■ BRIEF ■
Reproduce every line of the data below with no changes.

(A block of data)
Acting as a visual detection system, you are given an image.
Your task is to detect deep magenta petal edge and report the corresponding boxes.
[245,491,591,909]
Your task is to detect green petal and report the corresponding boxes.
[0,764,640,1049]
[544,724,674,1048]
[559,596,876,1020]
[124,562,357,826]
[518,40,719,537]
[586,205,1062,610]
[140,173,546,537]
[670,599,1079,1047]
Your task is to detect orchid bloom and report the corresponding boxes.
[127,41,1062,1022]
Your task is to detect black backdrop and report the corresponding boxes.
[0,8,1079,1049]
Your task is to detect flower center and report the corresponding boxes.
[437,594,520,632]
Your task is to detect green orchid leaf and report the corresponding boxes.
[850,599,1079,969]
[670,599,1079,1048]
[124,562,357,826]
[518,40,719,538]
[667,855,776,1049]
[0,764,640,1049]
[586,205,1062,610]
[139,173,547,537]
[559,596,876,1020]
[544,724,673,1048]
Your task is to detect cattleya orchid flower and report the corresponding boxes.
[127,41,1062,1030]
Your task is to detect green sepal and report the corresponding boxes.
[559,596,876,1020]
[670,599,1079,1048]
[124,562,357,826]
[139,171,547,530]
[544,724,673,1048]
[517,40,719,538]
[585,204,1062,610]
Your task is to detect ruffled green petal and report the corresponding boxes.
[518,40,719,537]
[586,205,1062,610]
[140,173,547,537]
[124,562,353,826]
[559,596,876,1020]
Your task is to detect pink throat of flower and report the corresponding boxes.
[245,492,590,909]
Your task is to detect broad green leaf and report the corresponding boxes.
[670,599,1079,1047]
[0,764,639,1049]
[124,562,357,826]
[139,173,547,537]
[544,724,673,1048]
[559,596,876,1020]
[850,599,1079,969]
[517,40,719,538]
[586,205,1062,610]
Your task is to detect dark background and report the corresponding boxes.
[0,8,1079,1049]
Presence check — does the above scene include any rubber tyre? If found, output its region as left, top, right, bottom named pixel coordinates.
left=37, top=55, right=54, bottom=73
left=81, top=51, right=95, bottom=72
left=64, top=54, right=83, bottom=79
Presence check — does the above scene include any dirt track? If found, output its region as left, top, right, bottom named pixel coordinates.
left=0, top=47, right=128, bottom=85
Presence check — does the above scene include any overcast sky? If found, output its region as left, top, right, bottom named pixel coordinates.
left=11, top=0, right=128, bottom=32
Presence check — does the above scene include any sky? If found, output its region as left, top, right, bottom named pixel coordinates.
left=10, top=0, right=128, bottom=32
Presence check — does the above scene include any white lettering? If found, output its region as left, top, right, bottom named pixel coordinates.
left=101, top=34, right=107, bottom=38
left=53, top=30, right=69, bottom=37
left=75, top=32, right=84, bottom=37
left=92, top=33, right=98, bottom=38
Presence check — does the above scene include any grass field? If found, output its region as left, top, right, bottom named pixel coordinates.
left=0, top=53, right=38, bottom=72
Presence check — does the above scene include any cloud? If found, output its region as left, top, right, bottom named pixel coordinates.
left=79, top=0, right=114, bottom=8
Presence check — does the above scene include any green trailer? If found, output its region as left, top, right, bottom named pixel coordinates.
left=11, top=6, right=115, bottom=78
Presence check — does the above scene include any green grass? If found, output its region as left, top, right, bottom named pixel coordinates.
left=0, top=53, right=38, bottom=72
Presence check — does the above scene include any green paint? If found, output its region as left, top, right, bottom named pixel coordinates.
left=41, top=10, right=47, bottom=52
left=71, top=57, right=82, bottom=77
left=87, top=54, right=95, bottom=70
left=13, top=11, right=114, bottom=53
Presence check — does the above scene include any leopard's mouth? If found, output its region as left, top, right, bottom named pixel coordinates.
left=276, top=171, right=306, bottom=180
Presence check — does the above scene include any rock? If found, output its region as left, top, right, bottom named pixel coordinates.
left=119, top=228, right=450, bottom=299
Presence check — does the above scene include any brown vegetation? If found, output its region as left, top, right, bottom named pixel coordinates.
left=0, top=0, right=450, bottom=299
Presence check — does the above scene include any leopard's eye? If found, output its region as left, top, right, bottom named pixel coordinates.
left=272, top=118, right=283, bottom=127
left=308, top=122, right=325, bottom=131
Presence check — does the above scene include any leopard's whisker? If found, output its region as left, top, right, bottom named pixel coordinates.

■ SOLUTION TO THIS TASK ■
Acting as a visual detection system, you are given an image.
Your task is to detect deep magenta petal edge and report the corresponding boxes.
[245,491,591,909]
Your task is to detect green petal and report the corresponding boxes.
[0,764,640,1049]
[544,724,674,1048]
[559,596,876,1020]
[124,562,357,826]
[518,40,719,537]
[586,205,1062,610]
[140,173,546,537]
[670,599,1079,1047]
Your task is to detect orchid bloom and report the corresponding boxes.
[127,41,1062,1022]
Your task is to detect black backdrop and report the corresponding boxes.
[0,8,1079,1049]
Your task is to detect flower center and report the corresponding boxes.
[437,594,520,632]
Your task is to detect green orchid leaf and report the corresponding boxes.
[850,599,1079,969]
[670,599,1079,1048]
[124,562,357,826]
[518,40,719,538]
[667,855,776,1049]
[0,764,640,1049]
[586,205,1062,610]
[139,173,547,537]
[559,596,876,1020]
[544,724,673,1048]
Your task is to detect cattleya orchid flower and report the corresponding boxes.
[127,41,1062,1030]
Your task is to detect green sepal and report the corresponding boxes.
[559,596,876,1020]
[670,599,1079,1048]
[124,562,357,826]
[139,171,547,530]
[544,724,673,1048]
[517,40,719,538]
[585,204,1062,610]
Your task is to detect ruffled green petal and report the corresponding boxes.
[518,40,719,537]
[586,205,1062,610]
[140,173,547,537]
[124,562,353,826]
[559,596,876,1020]
Your task is to detect pink throat of flower and report the corresponding boxes.
[245,492,590,909]
Your task is to detect broad green leaf and report the corresponding boxes.
[670,599,1079,1047]
[0,764,639,1049]
[124,562,357,826]
[139,173,547,537]
[544,724,673,1048]
[559,596,876,1020]
[850,599,1079,969]
[517,40,719,538]
[586,205,1062,610]
Your task is to detect dark background and report the corresponding boxes.
[0,8,1079,1049]
Presence check — does the above scene include any rubber tyre? If found, output its region as left, top, right, bottom named pixel coordinates.
left=37, top=55, right=54, bottom=73
left=81, top=51, right=95, bottom=72
left=64, top=54, right=83, bottom=79
Presence check — does the above scene include any dirt track? If found, output its region as left, top, right, bottom named pixel coordinates.
left=0, top=47, right=128, bottom=85
Presence check — does the above scene include any overcast sky? If found, output its region as left, top, right, bottom named pixel coordinates.
left=11, top=0, right=128, bottom=32
Presence check — does the above scene include any sky? If found, output its region as left, top, right, bottom named pixel coordinates.
left=10, top=0, right=128, bottom=32
Presence check — does the above scene include any white lettering? If found, output its region as left, top, right, bottom named pixel coordinates.
left=101, top=34, right=107, bottom=38
left=53, top=30, right=69, bottom=37
left=75, top=32, right=84, bottom=37
left=92, top=33, right=98, bottom=38
Presence check — does the above scene include any grass field? If found, output its region as left, top, right, bottom named pixel coordinates.
left=0, top=53, right=38, bottom=72
Presence check — does the above scene include any cloud? If found, output its region as left, top, right, bottom named pixel coordinates.
left=79, top=0, right=114, bottom=8
Presence check — does the above scene include any green trailer? If found, output its region as left, top, right, bottom named pixel coordinates.
left=11, top=6, right=115, bottom=78
Presence check — does the above scene include any green grass? If found, output its region as left, top, right, bottom named pixel coordinates.
left=0, top=53, right=38, bottom=72
Presence check — does the above scene include any green paint? If found, output its region as left, top, right, bottom named pixel coordinates.
left=41, top=10, right=47, bottom=52
left=71, top=57, right=82, bottom=77
left=87, top=54, right=95, bottom=70
left=13, top=11, right=114, bottom=53
Presence check — does the above scene include any leopard's mouth? If found, output its region as left, top, right, bottom named pixel coordinates.
left=276, top=171, right=306, bottom=180
Presence check — does the above scene include any rock? If found, output its region as left, top, right, bottom named pixel coordinates.
left=119, top=228, right=450, bottom=299
Presence check — does the above scene include any brown vegetation? If found, output its region as left, top, right, bottom named pixel coordinates.
left=0, top=0, right=450, bottom=299
Presence check — does the above scene include any leopard's eye? If found, output its region as left, top, right, bottom named pixel coordinates.
left=272, top=118, right=283, bottom=127
left=308, top=122, right=325, bottom=131
Presence check — does the above scene include any leopard's whisker? If found, output its region as left, top, right, bottom named pixel coordinates.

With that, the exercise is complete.